● **Your task**
Read the records and gather each line that includes "tree".

--- Record set Enclosed Below ---

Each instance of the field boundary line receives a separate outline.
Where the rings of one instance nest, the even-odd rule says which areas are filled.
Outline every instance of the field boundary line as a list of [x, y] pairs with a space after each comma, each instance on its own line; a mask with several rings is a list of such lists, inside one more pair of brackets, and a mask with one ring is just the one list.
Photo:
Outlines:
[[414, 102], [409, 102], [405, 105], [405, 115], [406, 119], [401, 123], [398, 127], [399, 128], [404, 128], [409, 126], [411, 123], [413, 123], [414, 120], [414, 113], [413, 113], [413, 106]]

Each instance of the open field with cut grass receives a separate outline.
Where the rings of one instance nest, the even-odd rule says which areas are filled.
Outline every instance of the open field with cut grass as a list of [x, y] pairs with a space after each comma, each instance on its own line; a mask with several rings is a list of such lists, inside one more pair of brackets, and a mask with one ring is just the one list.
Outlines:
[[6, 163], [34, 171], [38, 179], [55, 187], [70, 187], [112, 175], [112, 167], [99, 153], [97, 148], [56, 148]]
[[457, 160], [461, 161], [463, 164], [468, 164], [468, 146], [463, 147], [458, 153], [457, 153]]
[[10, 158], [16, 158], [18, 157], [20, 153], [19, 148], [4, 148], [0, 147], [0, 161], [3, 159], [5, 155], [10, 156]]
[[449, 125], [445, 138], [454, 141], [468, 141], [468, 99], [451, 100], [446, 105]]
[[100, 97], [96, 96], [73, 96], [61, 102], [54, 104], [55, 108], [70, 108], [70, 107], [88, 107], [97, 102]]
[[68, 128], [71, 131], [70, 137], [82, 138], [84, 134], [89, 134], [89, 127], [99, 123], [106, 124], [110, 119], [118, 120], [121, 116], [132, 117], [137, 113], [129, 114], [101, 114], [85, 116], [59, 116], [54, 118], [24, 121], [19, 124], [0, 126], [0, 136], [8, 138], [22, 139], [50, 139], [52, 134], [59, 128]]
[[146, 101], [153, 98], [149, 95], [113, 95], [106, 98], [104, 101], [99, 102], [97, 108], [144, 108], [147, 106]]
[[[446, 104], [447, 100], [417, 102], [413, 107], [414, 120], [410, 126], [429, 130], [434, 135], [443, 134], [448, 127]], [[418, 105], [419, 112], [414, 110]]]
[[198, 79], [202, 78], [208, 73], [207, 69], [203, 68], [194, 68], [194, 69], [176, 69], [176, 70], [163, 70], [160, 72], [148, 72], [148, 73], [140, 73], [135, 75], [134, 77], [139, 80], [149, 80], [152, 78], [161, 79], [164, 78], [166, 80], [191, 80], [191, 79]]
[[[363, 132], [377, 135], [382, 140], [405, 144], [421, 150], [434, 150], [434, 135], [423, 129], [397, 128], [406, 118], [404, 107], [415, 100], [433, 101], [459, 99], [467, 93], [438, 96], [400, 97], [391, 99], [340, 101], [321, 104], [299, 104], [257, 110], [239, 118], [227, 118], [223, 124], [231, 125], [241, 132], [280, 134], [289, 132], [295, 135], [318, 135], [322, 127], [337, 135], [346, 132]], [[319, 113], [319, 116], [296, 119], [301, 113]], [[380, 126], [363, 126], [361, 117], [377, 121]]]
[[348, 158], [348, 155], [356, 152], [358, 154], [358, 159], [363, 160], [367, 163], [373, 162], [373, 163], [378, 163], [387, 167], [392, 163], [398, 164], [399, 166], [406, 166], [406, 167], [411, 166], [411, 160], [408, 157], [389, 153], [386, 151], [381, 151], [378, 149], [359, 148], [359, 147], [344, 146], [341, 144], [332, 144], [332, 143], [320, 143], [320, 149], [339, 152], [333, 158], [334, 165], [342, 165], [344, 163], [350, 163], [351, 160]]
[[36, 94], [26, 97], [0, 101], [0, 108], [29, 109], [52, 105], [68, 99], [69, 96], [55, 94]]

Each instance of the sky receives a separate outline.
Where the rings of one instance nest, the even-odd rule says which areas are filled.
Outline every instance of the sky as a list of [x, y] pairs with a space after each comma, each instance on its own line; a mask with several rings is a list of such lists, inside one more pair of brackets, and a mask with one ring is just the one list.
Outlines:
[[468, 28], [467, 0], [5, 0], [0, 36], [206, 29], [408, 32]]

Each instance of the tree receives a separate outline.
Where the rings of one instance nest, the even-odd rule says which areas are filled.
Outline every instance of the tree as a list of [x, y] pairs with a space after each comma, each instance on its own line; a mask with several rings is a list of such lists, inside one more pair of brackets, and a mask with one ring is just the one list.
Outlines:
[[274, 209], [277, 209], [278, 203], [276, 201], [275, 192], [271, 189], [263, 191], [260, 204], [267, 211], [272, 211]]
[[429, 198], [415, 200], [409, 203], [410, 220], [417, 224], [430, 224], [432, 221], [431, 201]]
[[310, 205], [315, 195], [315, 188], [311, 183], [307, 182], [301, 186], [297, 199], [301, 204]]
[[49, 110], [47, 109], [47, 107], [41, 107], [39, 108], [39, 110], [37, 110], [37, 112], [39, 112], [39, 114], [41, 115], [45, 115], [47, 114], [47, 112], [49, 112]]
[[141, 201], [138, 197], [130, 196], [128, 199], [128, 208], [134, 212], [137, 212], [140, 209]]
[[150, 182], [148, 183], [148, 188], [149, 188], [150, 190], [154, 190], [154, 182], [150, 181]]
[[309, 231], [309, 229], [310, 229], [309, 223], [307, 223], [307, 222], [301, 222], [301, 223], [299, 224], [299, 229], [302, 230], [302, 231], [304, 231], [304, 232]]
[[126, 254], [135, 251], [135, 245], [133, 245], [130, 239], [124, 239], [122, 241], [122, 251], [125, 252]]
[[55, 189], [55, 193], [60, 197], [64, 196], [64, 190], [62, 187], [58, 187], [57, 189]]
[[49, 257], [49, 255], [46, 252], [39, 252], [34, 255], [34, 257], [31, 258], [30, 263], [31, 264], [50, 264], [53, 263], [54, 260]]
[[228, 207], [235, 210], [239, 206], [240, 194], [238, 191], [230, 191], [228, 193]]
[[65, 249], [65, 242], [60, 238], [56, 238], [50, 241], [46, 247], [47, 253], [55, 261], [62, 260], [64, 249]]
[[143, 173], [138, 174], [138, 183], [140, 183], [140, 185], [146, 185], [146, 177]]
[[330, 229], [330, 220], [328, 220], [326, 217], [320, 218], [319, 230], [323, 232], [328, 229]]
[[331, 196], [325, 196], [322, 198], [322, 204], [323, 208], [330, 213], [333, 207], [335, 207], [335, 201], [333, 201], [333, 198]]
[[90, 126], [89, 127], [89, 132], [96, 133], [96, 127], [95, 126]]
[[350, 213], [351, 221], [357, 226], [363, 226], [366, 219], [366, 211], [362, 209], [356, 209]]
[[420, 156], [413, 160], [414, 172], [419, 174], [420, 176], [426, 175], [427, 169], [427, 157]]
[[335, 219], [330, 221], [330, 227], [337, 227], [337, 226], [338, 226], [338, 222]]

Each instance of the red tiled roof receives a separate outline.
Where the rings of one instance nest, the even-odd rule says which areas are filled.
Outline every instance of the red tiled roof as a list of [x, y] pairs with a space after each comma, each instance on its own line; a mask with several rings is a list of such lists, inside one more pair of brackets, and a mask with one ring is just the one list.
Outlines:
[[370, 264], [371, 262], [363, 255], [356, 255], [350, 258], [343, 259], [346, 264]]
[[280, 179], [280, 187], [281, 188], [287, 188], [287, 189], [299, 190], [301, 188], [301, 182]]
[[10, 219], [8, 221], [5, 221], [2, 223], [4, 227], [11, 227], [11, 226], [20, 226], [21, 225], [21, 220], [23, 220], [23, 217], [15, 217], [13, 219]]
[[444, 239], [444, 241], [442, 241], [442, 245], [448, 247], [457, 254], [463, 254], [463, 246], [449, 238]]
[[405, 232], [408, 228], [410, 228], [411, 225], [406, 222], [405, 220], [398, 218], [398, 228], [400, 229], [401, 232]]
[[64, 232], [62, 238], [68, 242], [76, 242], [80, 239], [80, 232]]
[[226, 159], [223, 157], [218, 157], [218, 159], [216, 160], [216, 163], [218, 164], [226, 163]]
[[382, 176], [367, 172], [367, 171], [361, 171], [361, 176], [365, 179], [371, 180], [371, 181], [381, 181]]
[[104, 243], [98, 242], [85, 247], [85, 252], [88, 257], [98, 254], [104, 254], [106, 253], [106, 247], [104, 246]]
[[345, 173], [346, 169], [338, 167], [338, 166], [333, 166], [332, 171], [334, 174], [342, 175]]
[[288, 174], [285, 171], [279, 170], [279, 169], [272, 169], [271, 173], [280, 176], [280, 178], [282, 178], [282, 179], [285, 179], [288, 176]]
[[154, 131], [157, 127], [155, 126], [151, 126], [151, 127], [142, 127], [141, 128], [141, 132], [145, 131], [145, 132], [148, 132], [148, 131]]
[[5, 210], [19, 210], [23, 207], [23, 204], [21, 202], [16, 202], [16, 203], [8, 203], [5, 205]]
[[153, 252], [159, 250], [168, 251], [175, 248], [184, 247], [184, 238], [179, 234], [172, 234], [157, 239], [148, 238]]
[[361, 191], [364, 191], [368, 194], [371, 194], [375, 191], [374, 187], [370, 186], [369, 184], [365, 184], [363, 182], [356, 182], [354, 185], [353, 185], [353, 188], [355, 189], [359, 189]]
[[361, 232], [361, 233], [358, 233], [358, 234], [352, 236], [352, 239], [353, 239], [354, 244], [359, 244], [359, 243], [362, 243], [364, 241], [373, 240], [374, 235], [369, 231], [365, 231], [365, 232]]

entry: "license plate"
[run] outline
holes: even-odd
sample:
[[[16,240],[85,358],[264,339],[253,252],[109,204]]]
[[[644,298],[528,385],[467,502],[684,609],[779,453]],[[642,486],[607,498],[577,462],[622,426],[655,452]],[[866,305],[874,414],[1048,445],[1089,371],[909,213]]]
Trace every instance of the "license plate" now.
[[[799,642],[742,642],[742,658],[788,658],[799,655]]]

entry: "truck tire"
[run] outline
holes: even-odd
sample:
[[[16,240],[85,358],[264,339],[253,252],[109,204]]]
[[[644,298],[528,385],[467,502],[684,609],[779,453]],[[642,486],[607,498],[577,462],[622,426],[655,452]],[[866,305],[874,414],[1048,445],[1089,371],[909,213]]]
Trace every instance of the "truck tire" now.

--- End of Enclosed Record set ---

● **Solution for this problem**
Each instance of the tree receives a separate outline.
Outline every instance of the tree as a list of [x, y] pairs with a space after each comma, each instance on its own line; a mask with several rings is a list of such lists, inside one more pair of brackets, and a mask with one ring is just the one list.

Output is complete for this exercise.